--- WHAT YOU WILL DO ---
**A)** From the 2000AD review, return the passage starting with "Established at the" and going on through "20th century on.".
**B)** In the 2000AD review, condense the paragraph beginning "Established at the same time" into a shorter version that keeps its main facts.

--- SUPPLIED TEXT ---
Future Shock! The Story of 2000AD

Wyrd Britain reviews 'Future Shock! The Story of 2000AD'.
Established at the same time as the nascent punk movement in the UK, 2000AD tapped into the same anti-authoritan zeitgeist. It was big, bold, bloody, beautiful and bonkers and for the best part of five decades this weekly anthology comic (and it's various spin offs) has been providing us with work from some of the worlds top comic creators. The role call of contributors is mind blowing, Alan Moore, Kevin O'Neill, John Wagner, Pat Mills, Alan Grant, Brian Bolland, Bryan Talbot, Simon Bisley, Garth Ennis, Neil Gaiman, Dan Abnett, Grant Morrison, Mike McMahon, Dave Gibbons and so many more. All of these guys - and it was almost exclusively guys, women creators have always been horrendously under-represented in comics generally and 2000AD in particular  - would go on to define how comics looked and what they said from the late 20th century on.

--- DATA EXTRACTS ---
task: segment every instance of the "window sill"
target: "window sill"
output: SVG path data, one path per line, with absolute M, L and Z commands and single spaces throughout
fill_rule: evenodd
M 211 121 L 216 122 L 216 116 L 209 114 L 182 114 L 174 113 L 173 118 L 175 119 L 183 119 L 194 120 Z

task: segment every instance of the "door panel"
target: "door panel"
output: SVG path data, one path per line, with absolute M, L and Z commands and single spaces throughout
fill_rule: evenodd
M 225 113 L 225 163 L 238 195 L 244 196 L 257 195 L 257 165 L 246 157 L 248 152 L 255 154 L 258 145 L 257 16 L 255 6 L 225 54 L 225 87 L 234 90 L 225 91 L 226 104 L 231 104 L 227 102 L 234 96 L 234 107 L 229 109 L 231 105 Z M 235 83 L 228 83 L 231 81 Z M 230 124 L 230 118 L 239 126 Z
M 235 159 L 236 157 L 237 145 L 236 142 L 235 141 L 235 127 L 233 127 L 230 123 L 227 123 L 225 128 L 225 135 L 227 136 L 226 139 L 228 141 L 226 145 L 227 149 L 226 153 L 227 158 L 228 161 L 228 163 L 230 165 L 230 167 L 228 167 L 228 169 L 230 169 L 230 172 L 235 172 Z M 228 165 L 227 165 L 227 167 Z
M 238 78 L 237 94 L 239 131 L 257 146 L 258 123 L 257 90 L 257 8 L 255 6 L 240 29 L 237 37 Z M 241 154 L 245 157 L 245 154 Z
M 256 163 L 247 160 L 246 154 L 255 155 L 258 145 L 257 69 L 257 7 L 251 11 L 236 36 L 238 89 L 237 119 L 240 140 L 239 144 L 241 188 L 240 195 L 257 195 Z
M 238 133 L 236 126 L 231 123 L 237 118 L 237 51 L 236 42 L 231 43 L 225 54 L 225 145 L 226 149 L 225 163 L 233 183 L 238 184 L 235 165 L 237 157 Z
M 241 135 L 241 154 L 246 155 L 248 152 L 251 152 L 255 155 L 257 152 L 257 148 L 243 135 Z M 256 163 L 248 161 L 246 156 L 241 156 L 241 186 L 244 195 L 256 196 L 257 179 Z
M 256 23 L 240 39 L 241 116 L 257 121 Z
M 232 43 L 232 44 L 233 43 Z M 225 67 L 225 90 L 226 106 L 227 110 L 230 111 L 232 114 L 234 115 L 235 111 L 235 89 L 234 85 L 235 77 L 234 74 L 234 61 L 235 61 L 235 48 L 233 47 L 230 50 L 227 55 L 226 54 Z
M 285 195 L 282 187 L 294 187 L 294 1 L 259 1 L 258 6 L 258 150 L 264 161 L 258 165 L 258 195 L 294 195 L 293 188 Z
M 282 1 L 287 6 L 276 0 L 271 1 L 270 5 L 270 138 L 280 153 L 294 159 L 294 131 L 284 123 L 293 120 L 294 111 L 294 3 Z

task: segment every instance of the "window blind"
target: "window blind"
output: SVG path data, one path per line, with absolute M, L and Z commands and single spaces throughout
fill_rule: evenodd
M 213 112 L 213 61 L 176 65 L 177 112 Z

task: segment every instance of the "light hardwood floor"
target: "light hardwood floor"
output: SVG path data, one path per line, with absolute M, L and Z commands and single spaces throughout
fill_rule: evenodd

--- EXERCISE ANSWERS ---
**A)**
Established at the same time as the nascent punk movement in the UK, 2000AD tapped into the same anti-authoritan zeitgeist. It was big, bold, bloody, beautiful and bonkers and for the best part of five decades this weekly anthology comic (and it's various spin offs) has been providing us with work from some of the worlds top comic creators. The role call of contributors is mind blowing, Alan Moore, Kevin O'Neill, John Wagner, Pat Mills, Alan Grant, Brian Bolland, Bryan Talbot, Simon Bisley, Garth Ennis, Neil Gaiman, Dan Abnett, Grant Morrison, Mike McMahon, Dave Gibbons and so many more. All of these guys - and it was almost exclusively guys, women creators have always been horrendously under-represented in comics generally and 2000AD in particular  - would go on to define how comics looked and what they said from the late 20th century on.

**B)** 2000AD began alongside the UK's early punk movement and shared its anti-authoritarian spirit. For nearly five decades, the big, bold, bloody, beautiful and bonkers weekly anthology comic and its spin-offs have published many of the world's top comic creators, among them Alan Moore, Kevin O'Neill, John Wagner, Pat Mills, Alan Grant, Brian Bolland, Bryan Talbot, Simon Bisley, Garth Ennis, Neil Gaiman, Dan Abnett, Grant Morrison, Mike McMahon and Dave Gibbons. They were almost all men, since women have been badly under-represented in comics and especially in 2000AD. These creators went on to define how comics looked and what they said from the late 20th century onward.